### JOB
Beginning at the line that contains "TARGET = blurred foliage", reproduce every line to the end of the material without changing any of them.

### AVAILABLE DATA

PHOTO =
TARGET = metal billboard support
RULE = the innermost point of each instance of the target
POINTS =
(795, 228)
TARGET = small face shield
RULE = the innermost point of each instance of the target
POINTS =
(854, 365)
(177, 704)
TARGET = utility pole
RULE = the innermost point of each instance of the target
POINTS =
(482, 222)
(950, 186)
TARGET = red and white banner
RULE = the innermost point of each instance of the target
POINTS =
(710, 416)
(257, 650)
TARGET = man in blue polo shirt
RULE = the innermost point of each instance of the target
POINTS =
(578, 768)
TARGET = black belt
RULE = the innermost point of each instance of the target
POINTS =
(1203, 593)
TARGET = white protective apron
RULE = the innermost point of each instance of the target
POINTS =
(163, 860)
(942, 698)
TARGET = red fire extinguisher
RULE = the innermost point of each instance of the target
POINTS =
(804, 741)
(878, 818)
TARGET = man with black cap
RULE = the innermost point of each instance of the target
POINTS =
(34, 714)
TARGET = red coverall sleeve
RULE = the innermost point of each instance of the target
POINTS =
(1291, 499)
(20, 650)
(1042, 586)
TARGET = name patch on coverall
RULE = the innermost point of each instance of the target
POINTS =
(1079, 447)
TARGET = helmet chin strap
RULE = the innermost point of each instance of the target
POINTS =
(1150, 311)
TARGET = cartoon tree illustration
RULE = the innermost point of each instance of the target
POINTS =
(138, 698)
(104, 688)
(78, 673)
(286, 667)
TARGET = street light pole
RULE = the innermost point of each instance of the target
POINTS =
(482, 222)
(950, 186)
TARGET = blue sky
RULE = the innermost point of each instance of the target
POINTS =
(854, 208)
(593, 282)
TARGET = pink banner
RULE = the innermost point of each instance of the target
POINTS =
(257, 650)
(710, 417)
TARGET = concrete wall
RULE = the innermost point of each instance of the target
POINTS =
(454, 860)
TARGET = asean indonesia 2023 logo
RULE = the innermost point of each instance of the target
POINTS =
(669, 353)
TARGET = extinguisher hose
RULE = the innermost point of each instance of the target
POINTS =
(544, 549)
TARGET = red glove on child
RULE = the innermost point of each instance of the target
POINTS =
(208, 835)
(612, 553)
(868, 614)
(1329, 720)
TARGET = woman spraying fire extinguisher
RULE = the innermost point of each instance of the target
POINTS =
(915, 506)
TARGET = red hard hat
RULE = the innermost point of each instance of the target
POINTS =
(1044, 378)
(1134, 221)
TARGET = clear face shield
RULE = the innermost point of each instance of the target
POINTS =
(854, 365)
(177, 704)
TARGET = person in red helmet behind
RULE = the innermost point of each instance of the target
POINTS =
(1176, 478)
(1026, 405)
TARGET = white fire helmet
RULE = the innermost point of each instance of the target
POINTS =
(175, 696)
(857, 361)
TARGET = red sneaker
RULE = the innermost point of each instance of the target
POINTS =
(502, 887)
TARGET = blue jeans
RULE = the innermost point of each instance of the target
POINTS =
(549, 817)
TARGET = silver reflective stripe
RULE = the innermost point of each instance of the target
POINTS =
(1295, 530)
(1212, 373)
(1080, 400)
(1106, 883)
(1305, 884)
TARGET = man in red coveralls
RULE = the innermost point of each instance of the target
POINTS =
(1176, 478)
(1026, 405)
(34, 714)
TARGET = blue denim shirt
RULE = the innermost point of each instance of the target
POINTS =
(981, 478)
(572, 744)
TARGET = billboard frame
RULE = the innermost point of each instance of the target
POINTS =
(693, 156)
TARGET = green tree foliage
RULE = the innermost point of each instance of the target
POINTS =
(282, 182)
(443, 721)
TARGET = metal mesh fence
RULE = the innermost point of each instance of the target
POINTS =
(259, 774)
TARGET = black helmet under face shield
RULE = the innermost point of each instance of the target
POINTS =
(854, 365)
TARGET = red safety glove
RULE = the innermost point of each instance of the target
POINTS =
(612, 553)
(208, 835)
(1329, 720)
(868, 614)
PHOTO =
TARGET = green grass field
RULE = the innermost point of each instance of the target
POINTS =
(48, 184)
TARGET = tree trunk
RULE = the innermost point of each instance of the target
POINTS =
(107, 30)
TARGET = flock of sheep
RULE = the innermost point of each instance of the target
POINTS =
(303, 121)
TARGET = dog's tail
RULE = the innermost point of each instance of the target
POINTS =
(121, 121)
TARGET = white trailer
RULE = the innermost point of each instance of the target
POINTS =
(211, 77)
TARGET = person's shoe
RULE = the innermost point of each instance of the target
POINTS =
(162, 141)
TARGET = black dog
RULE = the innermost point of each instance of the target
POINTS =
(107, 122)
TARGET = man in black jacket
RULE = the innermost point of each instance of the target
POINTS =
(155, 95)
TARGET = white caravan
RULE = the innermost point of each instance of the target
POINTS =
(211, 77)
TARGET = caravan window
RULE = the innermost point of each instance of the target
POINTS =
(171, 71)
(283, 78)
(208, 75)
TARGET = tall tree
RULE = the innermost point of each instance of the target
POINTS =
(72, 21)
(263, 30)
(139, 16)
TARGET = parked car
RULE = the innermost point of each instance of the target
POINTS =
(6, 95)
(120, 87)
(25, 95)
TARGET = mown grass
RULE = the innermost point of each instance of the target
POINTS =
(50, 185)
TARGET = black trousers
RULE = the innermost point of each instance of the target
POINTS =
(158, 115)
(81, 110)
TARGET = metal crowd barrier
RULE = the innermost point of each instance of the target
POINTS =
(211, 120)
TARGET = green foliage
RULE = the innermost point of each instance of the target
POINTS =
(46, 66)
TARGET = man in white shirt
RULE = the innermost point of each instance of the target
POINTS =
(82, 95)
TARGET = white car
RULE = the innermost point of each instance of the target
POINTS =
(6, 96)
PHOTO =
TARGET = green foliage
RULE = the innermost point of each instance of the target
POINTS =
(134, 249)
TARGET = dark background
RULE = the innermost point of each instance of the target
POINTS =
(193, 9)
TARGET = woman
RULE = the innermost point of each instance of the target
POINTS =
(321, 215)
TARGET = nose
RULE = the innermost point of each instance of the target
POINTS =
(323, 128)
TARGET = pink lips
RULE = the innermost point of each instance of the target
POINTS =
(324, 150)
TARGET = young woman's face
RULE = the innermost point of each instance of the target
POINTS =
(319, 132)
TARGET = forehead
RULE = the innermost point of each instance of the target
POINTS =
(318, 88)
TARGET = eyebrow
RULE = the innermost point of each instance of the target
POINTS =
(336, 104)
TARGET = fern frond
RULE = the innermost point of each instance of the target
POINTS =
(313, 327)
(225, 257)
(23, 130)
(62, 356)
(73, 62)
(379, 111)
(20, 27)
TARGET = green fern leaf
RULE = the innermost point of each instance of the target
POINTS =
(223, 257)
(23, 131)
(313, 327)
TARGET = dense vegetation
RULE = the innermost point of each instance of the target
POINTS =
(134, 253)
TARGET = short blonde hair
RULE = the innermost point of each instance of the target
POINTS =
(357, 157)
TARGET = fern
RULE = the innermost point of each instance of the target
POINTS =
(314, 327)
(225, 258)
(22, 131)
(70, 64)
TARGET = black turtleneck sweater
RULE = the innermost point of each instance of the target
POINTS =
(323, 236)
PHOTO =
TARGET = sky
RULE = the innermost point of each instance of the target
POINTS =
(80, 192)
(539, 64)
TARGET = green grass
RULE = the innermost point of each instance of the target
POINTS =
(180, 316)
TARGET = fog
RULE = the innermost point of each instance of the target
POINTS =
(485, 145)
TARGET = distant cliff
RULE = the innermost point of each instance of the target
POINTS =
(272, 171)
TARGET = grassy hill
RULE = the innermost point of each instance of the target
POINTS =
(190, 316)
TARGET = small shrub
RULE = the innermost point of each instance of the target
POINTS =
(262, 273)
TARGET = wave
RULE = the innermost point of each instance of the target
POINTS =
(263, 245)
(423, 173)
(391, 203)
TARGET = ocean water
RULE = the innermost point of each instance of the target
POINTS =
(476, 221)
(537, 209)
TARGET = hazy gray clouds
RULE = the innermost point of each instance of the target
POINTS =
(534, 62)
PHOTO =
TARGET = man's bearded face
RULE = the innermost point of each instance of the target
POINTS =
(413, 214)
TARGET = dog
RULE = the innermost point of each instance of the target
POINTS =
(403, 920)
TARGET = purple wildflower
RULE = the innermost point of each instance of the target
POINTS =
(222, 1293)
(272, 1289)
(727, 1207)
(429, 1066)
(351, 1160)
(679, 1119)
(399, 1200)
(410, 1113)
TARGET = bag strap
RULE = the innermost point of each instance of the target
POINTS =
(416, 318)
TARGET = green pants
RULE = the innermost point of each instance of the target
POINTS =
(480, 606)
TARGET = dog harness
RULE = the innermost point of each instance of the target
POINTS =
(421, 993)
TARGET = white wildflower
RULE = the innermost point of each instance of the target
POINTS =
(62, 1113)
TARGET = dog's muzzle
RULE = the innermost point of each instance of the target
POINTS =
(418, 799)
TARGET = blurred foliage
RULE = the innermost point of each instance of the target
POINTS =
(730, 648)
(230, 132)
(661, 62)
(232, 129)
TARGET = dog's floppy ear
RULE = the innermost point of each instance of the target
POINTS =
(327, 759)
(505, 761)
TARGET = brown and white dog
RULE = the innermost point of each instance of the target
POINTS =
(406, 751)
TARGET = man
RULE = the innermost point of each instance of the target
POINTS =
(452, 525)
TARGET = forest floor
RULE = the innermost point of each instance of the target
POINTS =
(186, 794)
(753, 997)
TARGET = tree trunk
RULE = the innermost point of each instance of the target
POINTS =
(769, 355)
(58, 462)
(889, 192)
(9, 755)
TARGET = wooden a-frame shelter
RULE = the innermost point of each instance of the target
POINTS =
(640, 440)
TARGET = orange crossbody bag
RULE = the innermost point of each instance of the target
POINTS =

### RESULT OF THE EXERCISE
TARGET = blurred foliage
RULE = the innermost point of each instance of the target
POINTS =
(730, 648)
(230, 132)
(661, 62)
(232, 129)
TARGET = dog's floppy ear
RULE = the innermost point of each instance of the target
POINTS =
(327, 759)
(505, 761)
TARGET = brown and white dog
RULE = the innermost point of each instance of the target
POINTS =
(406, 751)
TARGET = man
RULE = the innermost point of each instance of the target
POINTS =
(452, 525)
TARGET = forest floor
RULE = the innermost point of each instance of the target
POINTS =
(186, 794)
(753, 997)
TARGET = tree trunk
RULE = the innermost point of each instance of the target
POINTS =
(769, 355)
(58, 462)
(889, 192)
(9, 755)
TARGET = wooden a-frame shelter
RULE = the innermost point of each instance of the target
POINTS =
(640, 440)
TARGET = orange crossbody bag
RULE = the innermost point of each instance of the target
POINTS =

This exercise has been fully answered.